**DATA:**
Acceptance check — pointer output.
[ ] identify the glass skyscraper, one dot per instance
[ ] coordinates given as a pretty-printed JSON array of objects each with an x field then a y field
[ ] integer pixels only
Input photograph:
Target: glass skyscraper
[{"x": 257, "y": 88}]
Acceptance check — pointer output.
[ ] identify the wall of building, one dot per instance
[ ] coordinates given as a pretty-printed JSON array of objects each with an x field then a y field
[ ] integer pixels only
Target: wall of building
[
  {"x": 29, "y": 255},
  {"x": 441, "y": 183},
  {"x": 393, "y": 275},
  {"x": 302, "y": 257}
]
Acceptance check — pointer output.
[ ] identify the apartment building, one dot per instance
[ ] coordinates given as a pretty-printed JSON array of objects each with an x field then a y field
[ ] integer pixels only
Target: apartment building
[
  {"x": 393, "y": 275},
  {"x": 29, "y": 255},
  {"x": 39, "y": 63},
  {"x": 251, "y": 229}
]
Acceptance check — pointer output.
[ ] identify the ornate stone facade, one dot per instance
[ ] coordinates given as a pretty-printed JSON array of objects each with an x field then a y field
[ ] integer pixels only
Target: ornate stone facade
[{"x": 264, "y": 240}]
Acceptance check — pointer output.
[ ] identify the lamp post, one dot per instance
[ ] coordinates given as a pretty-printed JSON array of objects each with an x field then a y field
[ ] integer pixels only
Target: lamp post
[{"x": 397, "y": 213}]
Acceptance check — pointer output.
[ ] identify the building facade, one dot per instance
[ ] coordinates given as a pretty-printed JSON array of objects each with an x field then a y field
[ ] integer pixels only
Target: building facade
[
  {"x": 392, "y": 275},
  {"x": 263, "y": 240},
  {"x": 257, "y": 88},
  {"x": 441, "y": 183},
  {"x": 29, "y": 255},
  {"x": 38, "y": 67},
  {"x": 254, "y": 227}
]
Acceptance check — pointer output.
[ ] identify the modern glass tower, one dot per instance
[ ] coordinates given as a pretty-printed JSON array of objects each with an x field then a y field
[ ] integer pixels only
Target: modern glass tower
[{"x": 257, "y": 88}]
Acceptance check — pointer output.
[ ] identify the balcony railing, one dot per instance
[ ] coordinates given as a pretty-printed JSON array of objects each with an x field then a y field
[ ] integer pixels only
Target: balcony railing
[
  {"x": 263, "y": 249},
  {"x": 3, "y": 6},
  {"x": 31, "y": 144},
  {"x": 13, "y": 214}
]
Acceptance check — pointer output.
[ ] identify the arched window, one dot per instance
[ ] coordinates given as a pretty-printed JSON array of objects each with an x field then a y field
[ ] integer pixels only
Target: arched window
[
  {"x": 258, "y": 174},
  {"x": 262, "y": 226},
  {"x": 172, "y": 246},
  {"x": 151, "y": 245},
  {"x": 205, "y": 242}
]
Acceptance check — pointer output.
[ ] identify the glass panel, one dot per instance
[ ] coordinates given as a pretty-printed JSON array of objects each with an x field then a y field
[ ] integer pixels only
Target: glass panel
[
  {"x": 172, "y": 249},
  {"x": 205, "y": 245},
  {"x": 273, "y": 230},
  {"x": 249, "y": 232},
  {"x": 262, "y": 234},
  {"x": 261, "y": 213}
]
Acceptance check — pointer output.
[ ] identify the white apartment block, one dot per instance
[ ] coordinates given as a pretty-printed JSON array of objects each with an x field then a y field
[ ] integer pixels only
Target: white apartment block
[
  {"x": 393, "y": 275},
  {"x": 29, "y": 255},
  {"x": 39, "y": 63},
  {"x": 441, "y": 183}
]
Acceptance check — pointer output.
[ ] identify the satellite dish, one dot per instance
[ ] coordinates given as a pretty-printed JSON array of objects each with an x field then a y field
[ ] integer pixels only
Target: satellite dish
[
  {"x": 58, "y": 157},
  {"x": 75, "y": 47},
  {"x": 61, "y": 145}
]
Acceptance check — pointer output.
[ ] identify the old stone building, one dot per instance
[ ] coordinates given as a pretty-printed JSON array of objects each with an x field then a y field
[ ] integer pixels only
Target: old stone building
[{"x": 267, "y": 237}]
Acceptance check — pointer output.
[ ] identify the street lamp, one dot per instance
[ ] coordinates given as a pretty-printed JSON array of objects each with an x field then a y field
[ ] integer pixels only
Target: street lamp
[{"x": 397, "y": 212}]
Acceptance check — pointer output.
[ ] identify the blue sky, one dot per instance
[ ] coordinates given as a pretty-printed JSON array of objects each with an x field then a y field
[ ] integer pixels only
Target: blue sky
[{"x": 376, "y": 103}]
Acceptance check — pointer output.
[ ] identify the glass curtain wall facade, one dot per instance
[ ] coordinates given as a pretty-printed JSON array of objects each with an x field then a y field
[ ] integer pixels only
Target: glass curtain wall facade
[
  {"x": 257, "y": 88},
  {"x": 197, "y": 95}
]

**EXERCISE:** Output all of the material, please, exactly as it stands.

**EXPECTED OUTPUT:**
Acceptance check — pointer output.
[ ] identify the glass skyscraper, one dot per instance
[ ] coordinates given as a pretty-printed JSON array of objects each with an x field then a y field
[ ] integer pixels only
Input photograph:
Target: glass skyscraper
[{"x": 257, "y": 88}]
Acceptance check — pointer output.
[ ] identify the wall of building, one dot per instance
[ ] coordinates given as a pretty-printed JSON array of objects each with an x field then a y field
[ ] integer pixels only
Target: wall of building
[
  {"x": 29, "y": 255},
  {"x": 441, "y": 183},
  {"x": 393, "y": 275},
  {"x": 302, "y": 257}
]
Acceptance check — pointer output.
[ ] identify the apartment building, one dot per instance
[ ] coordinates given as a pretty-printed JSON array of objects each with an x field then a y field
[ ] integer pixels only
Target: apartment building
[
  {"x": 393, "y": 275},
  {"x": 29, "y": 255},
  {"x": 39, "y": 63},
  {"x": 251, "y": 229}
]
Acceptance check — pointer output.
[ ] identify the ornate stone facade, one dot per instance
[ ] coordinates given as a pretty-printed JSON array of objects each with an x field then a y field
[ ] integer pixels only
Target: ornate stone facade
[{"x": 264, "y": 240}]
Acceptance check — pointer output.
[ ] identify the lamp post, one dot per instance
[ ] coordinates given as a pretty-printed JSON array of objects each with an x field then a y field
[ ] integer pixels only
Target: lamp post
[{"x": 397, "y": 213}]
Acceptance check — pointer output.
[ ] identify the building facade, one dot per instance
[ ] coordinates given as a pretty-printed JSON array of objects each with an x field then a y field
[ ] integer pixels only
Target: building facade
[
  {"x": 392, "y": 275},
  {"x": 263, "y": 240},
  {"x": 257, "y": 88},
  {"x": 441, "y": 183},
  {"x": 29, "y": 255},
  {"x": 38, "y": 67},
  {"x": 254, "y": 227}
]
Acceptance check — pointer output.
[ ] identify the modern glass tower, one dot per instance
[ ] coordinates given as a pretty-printed JSON array of objects each with an x field then a y field
[ ] integer pixels only
Target: modern glass tower
[{"x": 257, "y": 88}]
Acceptance check — pointer output.
[ ] identify the balcony railing, one dot per instance
[ ] coordinates given as a pretty-printed JSON array of objects each with an x field then a y field
[ ] integer pixels only
Target: balcony railing
[
  {"x": 263, "y": 249},
  {"x": 3, "y": 6},
  {"x": 31, "y": 144},
  {"x": 13, "y": 214}
]
Acceptance check — pointer output.
[ ] identify the arched window, one dot per instance
[ ] coordinates given as a pretty-printed JSON array of objects each with an x field then a y field
[ ] integer pixels only
Target: arched window
[
  {"x": 258, "y": 174},
  {"x": 262, "y": 226},
  {"x": 172, "y": 246},
  {"x": 151, "y": 245},
  {"x": 205, "y": 242}
]
Acceptance check — pointer output.
[ ] identify the glass panel, one dot per instance
[ ] coordinates given as a pretty-printed JSON array of objects each with an x field then a y field
[ ] integer pixels only
Target: glass panel
[
  {"x": 172, "y": 249},
  {"x": 205, "y": 245},
  {"x": 273, "y": 230},
  {"x": 249, "y": 232},
  {"x": 262, "y": 234},
  {"x": 261, "y": 213}
]
Acceptance check — pointer output.
[ ] identify the white apartment block, one dot per instance
[ ] coordinates given as a pretty-printed JSON array of objects each with an x field then a y field
[ ] integer pixels only
Target: white apartment block
[
  {"x": 393, "y": 275},
  {"x": 29, "y": 255},
  {"x": 39, "y": 63},
  {"x": 441, "y": 183}
]
Acceptance check — pointer output.
[ ] identify the satellite dish, one dot per instance
[ ] coordinates given as a pretty-printed JSON array of objects each with an x field then a y field
[ ] integer pixels only
Target: satellite dish
[
  {"x": 58, "y": 157},
  {"x": 75, "y": 47},
  {"x": 61, "y": 145}
]
Acceptance check — pointer output.
[ ] identify the old stone building, one dot per instance
[ ] coordinates given as a pretty-printed JSON array of objects each with an x field then a y field
[ ] integer pixels only
Target: old stone building
[{"x": 267, "y": 237}]
Acceptance check — pointer output.
[ ] identify the street lamp, one dot per instance
[ ] coordinates given as a pretty-printed JSON array of objects each with an x field then a y field
[ ] integer pixels only
Target: street lamp
[{"x": 397, "y": 212}]
Acceptance check — pointer output.
[ ] identify the blue sky, one dot per instance
[ ] coordinates given as a pretty-printed JSON array of objects each with an x field then a y field
[ ] integer pixels only
Target: blue sky
[{"x": 376, "y": 103}]
Acceptance check — pointer output.
[ ] identify the glass curtain wall facade, one dot per instance
[ ] coordinates given as a pretty-printed JSON array of objects each with an x field then a y field
[ ] integer pixels only
Target: glass curtain wall facade
[
  {"x": 257, "y": 88},
  {"x": 197, "y": 95}
]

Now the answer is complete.